## Extract to read

Sewage suits rile East Side towns
Washington State - 4/5/04 - Several small Eastern Washington cities that have spent millions to upgrade their sewage systems are being sued by a Seattle environmental group that wants them to do more.
Cities being sued by Waste Action Project include Colville, population 4,965, where a treatment plant is under construction. The plant is expected to cost nearly $18 million when it is finished in 2007.
Another defendant, the Lincoln County town of Wilbur, population 880, has spent more than $2.6million since May 1995 on efforts to keep the municipal sewage lagoon from overflowing.
State Department of Ecology officials have been pressuring the communities to fix sewage problems, and say they are satisfied with the progress.
"They're working with us as quickly and completely as time and resources allow," said Jani Gilbert, Ecology's regional spokeswoman in Spokane.
Waste Action Project representatives say they think Colville, Wilbur and other communities -- including Quincy in the Columbia Basin and College Place, near Walla Walla -- can and should do more. And the environmentalists say state officials asked for their help.
"We have been encouraged by the Department of Ecology to pay some attention to these Eastern Washington communities," said Seattle attorney Richard Smith, a co-founder of Waste Action Project and one of its officers.
Smith suggested the request came from Ecology's Spokane office, but was unable to name an individual. Gilbert said any such contact with Smith's group would have been unauthorized.
"We aren't aware of anyone on our staff encouraging Smith's law firm to sue facilities in Eastern Washington," Gilbert said. "It's certainly not our policy to encourage lawsuits of any kind."
Biting his tongue on the advice of lawyers, Colville Mayor Dick Nichols called the lawsuit "very disappointing."

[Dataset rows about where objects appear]

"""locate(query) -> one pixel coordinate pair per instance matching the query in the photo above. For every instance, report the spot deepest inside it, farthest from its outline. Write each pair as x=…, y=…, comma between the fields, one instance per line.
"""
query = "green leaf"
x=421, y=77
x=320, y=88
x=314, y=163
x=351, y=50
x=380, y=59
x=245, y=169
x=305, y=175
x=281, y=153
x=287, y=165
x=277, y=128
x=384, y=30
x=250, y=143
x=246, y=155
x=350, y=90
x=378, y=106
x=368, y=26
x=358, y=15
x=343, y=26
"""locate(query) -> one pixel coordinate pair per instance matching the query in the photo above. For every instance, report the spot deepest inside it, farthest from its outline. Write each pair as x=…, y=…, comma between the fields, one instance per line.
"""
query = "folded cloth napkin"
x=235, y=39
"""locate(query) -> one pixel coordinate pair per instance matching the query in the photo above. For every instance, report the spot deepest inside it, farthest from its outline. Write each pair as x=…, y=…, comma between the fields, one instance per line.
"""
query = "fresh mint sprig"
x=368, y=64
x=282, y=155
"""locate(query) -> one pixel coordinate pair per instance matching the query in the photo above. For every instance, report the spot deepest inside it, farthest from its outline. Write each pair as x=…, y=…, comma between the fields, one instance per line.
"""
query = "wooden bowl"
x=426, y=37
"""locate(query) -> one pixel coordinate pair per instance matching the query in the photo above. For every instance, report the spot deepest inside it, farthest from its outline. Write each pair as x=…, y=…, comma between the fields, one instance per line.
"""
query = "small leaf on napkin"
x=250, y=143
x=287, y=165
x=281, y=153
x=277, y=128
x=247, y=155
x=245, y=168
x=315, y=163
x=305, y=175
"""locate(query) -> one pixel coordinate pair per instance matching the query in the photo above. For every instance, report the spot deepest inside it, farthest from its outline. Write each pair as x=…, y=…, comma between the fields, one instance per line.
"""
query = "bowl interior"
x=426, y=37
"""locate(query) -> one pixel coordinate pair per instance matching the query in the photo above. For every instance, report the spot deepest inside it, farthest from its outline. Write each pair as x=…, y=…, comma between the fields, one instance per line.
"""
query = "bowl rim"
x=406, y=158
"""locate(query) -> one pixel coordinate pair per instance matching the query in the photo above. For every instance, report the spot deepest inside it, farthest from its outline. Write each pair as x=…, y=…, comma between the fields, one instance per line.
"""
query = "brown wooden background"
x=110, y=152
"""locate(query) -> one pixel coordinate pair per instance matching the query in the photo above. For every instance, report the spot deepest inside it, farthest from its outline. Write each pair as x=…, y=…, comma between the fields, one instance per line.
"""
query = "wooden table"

==

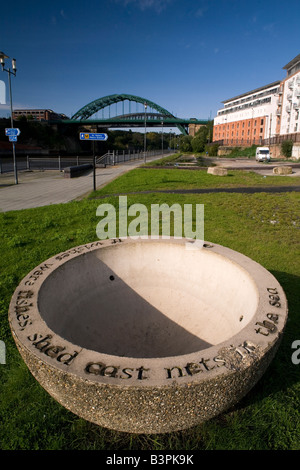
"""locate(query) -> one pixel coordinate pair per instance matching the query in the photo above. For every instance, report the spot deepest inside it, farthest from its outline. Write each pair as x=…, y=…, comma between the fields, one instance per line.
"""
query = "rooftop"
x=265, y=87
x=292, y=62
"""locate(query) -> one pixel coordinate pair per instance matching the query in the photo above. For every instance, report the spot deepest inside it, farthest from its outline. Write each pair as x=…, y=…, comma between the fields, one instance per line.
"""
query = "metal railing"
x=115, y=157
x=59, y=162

* * *

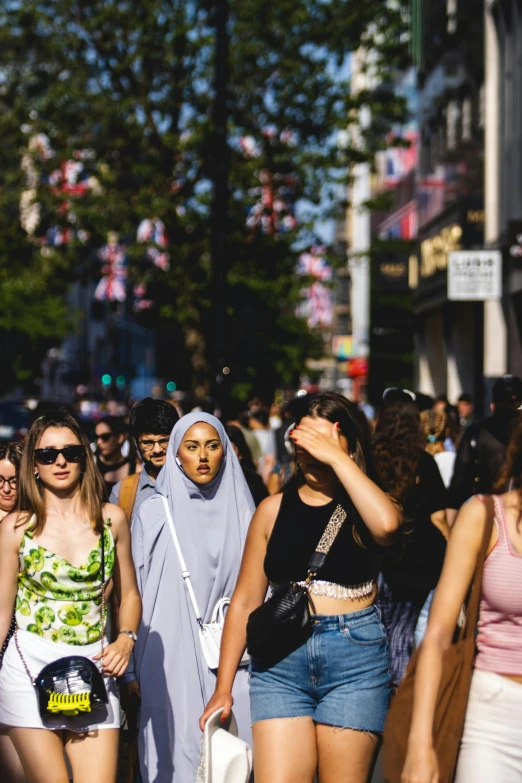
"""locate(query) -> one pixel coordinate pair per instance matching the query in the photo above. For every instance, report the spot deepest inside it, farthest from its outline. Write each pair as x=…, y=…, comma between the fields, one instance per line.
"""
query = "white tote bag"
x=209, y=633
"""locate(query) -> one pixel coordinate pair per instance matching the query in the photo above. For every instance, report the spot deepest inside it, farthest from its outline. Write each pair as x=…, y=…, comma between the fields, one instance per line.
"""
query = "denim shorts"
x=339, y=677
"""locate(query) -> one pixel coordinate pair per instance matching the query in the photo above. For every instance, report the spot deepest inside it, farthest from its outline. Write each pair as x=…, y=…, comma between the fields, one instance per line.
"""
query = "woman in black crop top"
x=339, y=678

## Problem statement
Please reproduce, word for word, the part of the sewage lawsuit article that begins at the words "Waste Action Project representatives" and stops after "of its officers.".

## Full output
Waste Action Project representatives say they think Colville, Wilbur and other communities -- including Quincy in the Columbia Basin and College Place, near Walla Walla -- can and should do more. And the environmentalists say state officials asked for their help.
"We have been encouraged by the Department of Ecology to pay some attention to these Eastern Washington communities," said Seattle attorney Richard Smith, a co-founder of Waste Action Project and one of its officers.